QUOTED PASSAGE »
=-=-=

On this day in 1832, the John Mason, a horse-drawn streetcar, began its route between Prince and 14th Streets. Named for the railroad magnate who commissioned it, the new transportation addition was the first of its kind and a vast improvement over the horse-drawn omnibus that was currently in use. Built in 1827, the omnibus was little more than a boxy stagecoach, with riders packed into it like “sardines in a box with perspiration for oil. Passengers hang from the straps like smoked hams in a corner grocery.” Fares were only 15 cents, and though cars were only supposed to hold 15 people, riders even clambered onto the roof, holding on for dear life.
Wealthy banker and major city landowner John Mason had seen something similar to the streetcar in a French drawing, and he commissioned John Stephenson, a young Irish immigrant, to build one in 1832. The new car was basically an omnibus on rails that were laid in the street; it happened that Mason had just been granted a charter for the New York and Harlem Railroad.
Stephenson modeled the new streetcars after railroad cars, but he placed their seats above the wheels and floors in between the wheels so that they would be easily accessible from the street. Stephenson secured a patent for the new design the following year. Soon requests poured in from all over the country.
Compared to the omnibus, the new streetcars were the height of luxury, with three separate large compartments with their own entrances, beautifully upholstered seats and glass windows. The streetcar’s wheels ran along steel rails, so it was easier to pull. This meant more comfort for passengers, almost twice the speed (6-8 miles per hour) and fewer horses. Because it was more efficient the new invention only cost 10 cents compared with 15 cents for the omnibus.

=-=-=

Continue the account of the 1832 horse-drawn streetcar from its final sentence.

INPUT DATA »
=-=-=

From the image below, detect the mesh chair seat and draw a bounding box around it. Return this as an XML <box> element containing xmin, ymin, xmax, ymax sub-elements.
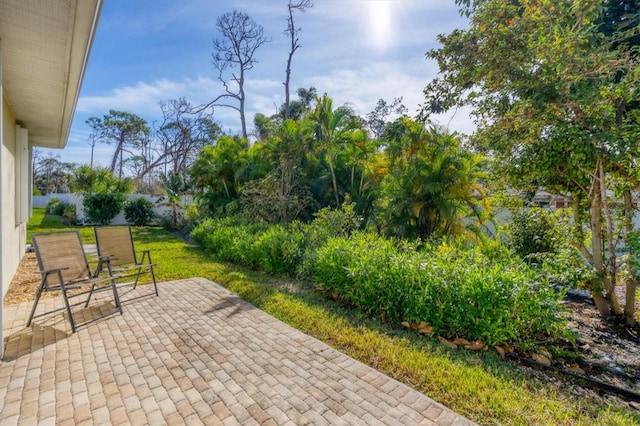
<box><xmin>93</xmin><ymin>226</ymin><xmax>158</xmax><ymax>301</ymax></box>
<box><xmin>27</xmin><ymin>231</ymin><xmax>122</xmax><ymax>333</ymax></box>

=-=-=

OUTPUT »
A driver sat in front, and a conductor helped passengers board, collected fares and rang a bell to signal the driver when to stop and go. By 1870 New Yorkers had racked up 100 million trips a year in the horse-drawn streetcars, which, of course, means a lot of horse-you-know-what: The city’s 150,000 horses each generated 22 pounds of manure daily, leaving the city “carpeted with a warm, brown matting of comminuted horse dropping, smelling to heaven and destined in no inconsiderable part to be scattered in fine dust in all directions, laden with countless millions of disease breeding germs.”
It was feared that manure would pile up until it reached the third story of the city’s buildings. Fortunately, autos replaced horses within decades–by 1917 horse-drawn streetcars had ceased to operate in New York City–replacing reeking manure with poisonous smog.